◆ Problem to solve:
Could you transcribe the material below exactly, without leaving out a single line?

==== Data for processing

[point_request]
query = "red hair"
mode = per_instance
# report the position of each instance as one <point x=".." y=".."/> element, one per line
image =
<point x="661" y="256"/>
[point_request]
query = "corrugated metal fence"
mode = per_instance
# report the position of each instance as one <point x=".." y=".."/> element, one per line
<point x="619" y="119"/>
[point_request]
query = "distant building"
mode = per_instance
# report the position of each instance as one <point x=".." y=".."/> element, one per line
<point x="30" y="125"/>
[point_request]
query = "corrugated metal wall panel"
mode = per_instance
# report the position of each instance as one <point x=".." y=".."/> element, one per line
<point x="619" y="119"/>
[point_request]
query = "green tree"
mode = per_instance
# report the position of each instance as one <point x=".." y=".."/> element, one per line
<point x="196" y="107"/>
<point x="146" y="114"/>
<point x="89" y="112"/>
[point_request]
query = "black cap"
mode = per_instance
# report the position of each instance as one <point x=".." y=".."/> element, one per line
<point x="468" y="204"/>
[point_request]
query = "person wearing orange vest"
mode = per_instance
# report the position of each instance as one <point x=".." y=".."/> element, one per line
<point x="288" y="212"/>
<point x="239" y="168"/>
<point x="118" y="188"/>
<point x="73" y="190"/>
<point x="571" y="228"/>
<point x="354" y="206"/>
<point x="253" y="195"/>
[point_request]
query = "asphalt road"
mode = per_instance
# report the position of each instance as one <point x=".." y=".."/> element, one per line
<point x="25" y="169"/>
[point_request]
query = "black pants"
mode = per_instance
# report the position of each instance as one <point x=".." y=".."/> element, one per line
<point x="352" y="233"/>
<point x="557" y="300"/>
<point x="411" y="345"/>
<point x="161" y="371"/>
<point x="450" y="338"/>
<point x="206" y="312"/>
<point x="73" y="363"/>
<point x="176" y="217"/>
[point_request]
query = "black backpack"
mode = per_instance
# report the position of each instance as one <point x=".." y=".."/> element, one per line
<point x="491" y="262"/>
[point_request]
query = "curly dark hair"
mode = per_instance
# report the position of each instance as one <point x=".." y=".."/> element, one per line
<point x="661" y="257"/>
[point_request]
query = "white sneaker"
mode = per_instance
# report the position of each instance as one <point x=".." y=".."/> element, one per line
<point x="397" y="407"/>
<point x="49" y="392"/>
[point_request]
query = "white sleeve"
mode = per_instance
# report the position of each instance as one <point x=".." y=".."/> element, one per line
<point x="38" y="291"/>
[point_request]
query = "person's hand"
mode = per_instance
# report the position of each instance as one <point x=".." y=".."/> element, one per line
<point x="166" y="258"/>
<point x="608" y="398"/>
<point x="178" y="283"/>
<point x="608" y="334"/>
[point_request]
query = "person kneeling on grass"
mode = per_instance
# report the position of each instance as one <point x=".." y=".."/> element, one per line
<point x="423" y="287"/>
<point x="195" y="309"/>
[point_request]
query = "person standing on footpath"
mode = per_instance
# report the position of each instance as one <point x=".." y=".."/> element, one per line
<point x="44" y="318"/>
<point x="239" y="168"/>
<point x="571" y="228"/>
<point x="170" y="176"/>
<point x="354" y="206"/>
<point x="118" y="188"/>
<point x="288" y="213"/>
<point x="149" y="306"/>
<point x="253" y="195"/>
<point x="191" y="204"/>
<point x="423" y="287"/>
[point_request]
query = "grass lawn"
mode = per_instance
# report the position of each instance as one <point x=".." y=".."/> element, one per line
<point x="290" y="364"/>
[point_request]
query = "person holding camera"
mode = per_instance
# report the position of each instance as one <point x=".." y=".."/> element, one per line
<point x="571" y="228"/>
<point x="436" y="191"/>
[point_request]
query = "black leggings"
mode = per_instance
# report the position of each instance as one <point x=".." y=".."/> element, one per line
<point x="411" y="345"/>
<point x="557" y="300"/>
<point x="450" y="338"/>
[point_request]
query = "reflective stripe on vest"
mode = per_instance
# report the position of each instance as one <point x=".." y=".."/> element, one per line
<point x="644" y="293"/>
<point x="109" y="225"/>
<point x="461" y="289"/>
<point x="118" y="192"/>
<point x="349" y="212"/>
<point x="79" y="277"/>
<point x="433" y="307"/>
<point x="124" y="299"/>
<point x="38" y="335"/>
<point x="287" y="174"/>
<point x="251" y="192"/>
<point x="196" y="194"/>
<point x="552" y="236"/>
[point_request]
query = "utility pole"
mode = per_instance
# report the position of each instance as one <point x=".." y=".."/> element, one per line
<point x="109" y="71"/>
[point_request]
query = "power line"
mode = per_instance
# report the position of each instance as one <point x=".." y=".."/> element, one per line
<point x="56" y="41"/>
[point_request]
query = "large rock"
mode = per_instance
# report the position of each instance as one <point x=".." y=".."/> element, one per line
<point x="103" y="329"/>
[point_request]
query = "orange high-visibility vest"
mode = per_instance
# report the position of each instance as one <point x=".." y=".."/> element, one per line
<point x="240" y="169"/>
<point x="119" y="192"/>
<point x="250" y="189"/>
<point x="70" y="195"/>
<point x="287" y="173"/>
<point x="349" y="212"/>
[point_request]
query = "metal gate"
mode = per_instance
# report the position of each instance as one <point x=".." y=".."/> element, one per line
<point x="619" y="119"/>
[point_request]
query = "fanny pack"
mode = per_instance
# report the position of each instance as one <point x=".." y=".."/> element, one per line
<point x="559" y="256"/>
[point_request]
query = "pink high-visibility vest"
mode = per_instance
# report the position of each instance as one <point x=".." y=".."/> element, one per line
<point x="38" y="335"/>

========

◆ Written answer:
[point_request]
query = "red hair"
mode = per_instance
# report the position of each instance as one <point x=".." y=".."/> element, one per line
image =
<point x="661" y="256"/>
[point_request]
query = "corrugated metal fence"
mode = per_instance
# report the position of each instance as one <point x=".." y=".."/> element, one per line
<point x="619" y="119"/>
[point_request]
query = "distant building"
mode = per_instance
# report the position of each instance as one <point x=".." y=".."/> element, one per line
<point x="30" y="125"/>
[point_request]
query = "corrugated metal wall panel"
mode = per_instance
# report the position of each instance as one <point x=".." y=".."/> element, one per line
<point x="619" y="119"/>
[point_request]
query = "green tree"
mode = per_instance
# report the position of each instance as one <point x=".." y=".."/> element, one per line
<point x="196" y="107"/>
<point x="146" y="114"/>
<point x="89" y="112"/>
[point_request]
query = "black cap"
mode = per_instance
# report the position of each instance as one <point x=".." y=".."/> element, one per line
<point x="468" y="204"/>
[point_request]
query = "person wearing orange vest"
mode = per_instance
# report the position of each instance as one <point x=".." y=".."/> element, one per line
<point x="288" y="212"/>
<point x="239" y="168"/>
<point x="118" y="188"/>
<point x="73" y="190"/>
<point x="571" y="228"/>
<point x="354" y="206"/>
<point x="253" y="195"/>
[point_request]
query = "asphalt road"
mode = per_instance
# report the position of each instance as one <point x=".." y=".."/> element, one per line
<point x="25" y="169"/>
[point_request]
query = "black pants"
mode = per_instance
# report the position of each instance as one <point x=".." y=".."/> element, one per line
<point x="352" y="233"/>
<point x="557" y="300"/>
<point x="411" y="345"/>
<point x="161" y="371"/>
<point x="450" y="338"/>
<point x="206" y="312"/>
<point x="73" y="363"/>
<point x="176" y="217"/>
[point_request]
query = "black backpack"
mode = per_instance
# report the position of each instance as one <point x=".." y=".."/> element, one per line
<point x="491" y="262"/>
[point_request]
query = "curly dark hair"
mode = per_instance
# report the position of each instance as one <point x=".." y=".."/> element, one per line
<point x="661" y="257"/>
[point_request]
query = "white sneaker"
mode = per_instance
# report the position of each instance as one <point x=".." y=".."/> element, one per line
<point x="397" y="407"/>
<point x="49" y="392"/>
[point_request]
query = "white sleeve"
mode = per_instance
# report the position of each instance as one <point x=".." y=".."/> element, one per line
<point x="38" y="291"/>
[point_request]
query = "person's hand"
mode = per_instance
# report the position of each instance as one <point x=".." y=".."/> element, one per line
<point x="166" y="258"/>
<point x="608" y="398"/>
<point x="178" y="283"/>
<point x="608" y="334"/>
[point_request]
query = "person kneeling on grass"
mode = per_instance
# report the position of each instance as one <point x=".." y=".."/> element, one per line
<point x="423" y="287"/>
<point x="195" y="309"/>
[point_request]
query = "person standing on footpath"
mode = per_instance
# report the position of each instance as one <point x=".." y=".."/> element, one per line
<point x="44" y="318"/>
<point x="239" y="168"/>
<point x="571" y="228"/>
<point x="170" y="176"/>
<point x="354" y="206"/>
<point x="118" y="188"/>
<point x="288" y="213"/>
<point x="149" y="306"/>
<point x="253" y="195"/>
<point x="191" y="204"/>
<point x="423" y="287"/>
[point_request]
query = "grass lawn"
mode = per_instance
# report the position of each instance as one <point x=".." y=".."/> element, one per line
<point x="290" y="364"/>
[point_request]
query = "person holding camera"
mode = per_instance
# report the position of each instance as one <point x=".." y=".."/> element, one per line
<point x="571" y="228"/>
<point x="436" y="191"/>
[point_request]
query = "black leggings"
mode = per_instance
# report the position of each instance as one <point x=".." y=".."/> element, one per line
<point x="411" y="345"/>
<point x="557" y="300"/>
<point x="450" y="338"/>
[point_request]
query = "reflective stripe on vest"
mode = per_instance
# report the position of each instance as one <point x=".." y=".."/> element, one per line
<point x="644" y="293"/>
<point x="109" y="225"/>
<point x="461" y="289"/>
<point x="118" y="192"/>
<point x="349" y="212"/>
<point x="79" y="277"/>
<point x="433" y="307"/>
<point x="124" y="299"/>
<point x="38" y="335"/>
<point x="287" y="174"/>
<point x="251" y="192"/>
<point x="196" y="194"/>
<point x="552" y="236"/>
[point_request]
query = "utility pole"
mode = per_instance
# report the position of each instance as one <point x=".." y=".."/> element, one per line
<point x="109" y="71"/>
[point_request]
query = "power line"
mode = per_instance
# report the position of each instance as one <point x=".." y=".."/> element, one per line
<point x="56" y="41"/>
[point_request]
query = "large rock"
mode = per_instance
# report the position of each instance as one <point x=".." y=".."/> element, one per line
<point x="103" y="329"/>
[point_request]
query = "orange high-visibility vest"
mode = per_instance
# report the position of each instance as one <point x=".." y=".."/> element, one per line
<point x="240" y="169"/>
<point x="119" y="192"/>
<point x="250" y="189"/>
<point x="70" y="195"/>
<point x="287" y="173"/>
<point x="349" y="212"/>
[point_request]
query = "metal gate"
mode = per_instance
# report the position of each instance as one <point x=".." y=".."/> element, one per line
<point x="619" y="119"/>
[point_request]
query = "fanny pack"
mode = per_instance
# report the position of each instance as one <point x=".." y=".."/> element, one per line
<point x="559" y="256"/>
[point_request]
query = "pink high-visibility vest"
mode = per_instance
# report the position of each instance as one <point x=".." y=".."/> element, one per line
<point x="38" y="335"/>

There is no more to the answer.